# Provided data:
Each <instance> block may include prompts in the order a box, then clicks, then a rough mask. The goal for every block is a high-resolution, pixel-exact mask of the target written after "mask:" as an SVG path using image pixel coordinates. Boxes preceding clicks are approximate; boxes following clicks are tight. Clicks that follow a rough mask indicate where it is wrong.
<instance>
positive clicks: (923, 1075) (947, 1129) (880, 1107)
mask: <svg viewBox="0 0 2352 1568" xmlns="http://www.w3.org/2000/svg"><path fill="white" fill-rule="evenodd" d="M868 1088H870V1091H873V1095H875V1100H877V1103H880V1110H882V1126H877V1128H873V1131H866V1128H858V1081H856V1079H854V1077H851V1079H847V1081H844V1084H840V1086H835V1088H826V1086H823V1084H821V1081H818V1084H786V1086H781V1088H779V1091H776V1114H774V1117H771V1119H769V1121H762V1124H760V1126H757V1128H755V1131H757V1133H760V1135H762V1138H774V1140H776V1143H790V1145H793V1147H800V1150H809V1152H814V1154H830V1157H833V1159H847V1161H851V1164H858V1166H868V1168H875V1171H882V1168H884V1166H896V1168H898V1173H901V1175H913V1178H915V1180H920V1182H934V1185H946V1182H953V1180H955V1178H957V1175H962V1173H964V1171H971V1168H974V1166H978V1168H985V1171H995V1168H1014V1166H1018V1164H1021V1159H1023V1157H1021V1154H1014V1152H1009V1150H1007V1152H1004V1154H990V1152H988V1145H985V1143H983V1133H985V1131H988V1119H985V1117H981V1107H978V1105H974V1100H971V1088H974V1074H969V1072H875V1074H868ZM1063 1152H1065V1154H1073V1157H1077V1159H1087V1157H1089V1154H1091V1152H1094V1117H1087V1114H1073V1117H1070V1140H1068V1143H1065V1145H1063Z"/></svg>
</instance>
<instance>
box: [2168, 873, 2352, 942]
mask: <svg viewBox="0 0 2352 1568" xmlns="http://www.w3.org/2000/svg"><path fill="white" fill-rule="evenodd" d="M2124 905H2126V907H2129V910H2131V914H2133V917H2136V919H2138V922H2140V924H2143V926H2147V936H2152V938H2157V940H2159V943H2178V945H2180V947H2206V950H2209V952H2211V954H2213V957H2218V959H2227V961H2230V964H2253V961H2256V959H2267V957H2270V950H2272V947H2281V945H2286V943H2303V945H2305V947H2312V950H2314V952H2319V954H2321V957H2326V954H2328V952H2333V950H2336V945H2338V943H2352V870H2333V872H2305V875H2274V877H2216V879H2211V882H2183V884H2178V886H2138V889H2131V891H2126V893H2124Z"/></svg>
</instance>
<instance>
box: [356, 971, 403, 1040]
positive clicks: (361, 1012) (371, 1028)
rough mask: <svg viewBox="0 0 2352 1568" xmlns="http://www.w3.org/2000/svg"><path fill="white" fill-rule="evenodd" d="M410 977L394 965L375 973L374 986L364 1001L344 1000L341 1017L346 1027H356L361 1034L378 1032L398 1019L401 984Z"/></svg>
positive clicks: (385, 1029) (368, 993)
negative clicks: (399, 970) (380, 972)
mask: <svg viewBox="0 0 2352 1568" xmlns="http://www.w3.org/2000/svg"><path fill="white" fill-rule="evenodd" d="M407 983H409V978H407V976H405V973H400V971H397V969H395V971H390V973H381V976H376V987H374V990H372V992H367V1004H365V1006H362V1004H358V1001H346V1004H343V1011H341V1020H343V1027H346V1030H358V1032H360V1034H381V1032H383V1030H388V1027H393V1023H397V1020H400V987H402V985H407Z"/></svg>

# About this task:
Every line containing the word "rough" should be copied from the material.

# Solution for this exercise:
Each <instance> block may include prompts in the order a box, then clicks, then a rough mask. The goal for every block is a high-resolution, pixel-exact mask of the target written after "mask:" as an SVG path using image pixel coordinates. Boxes preceding clicks are approximate; boxes following clicks are tight. Clicks that follow a rough mask indicate where it is wrong.
rough mask: <svg viewBox="0 0 2352 1568" xmlns="http://www.w3.org/2000/svg"><path fill="white" fill-rule="evenodd" d="M410 977L394 965L375 973L374 986L364 1001L344 1000L341 1017L346 1027H356L361 1034L378 1032L398 1019L401 984Z"/></svg>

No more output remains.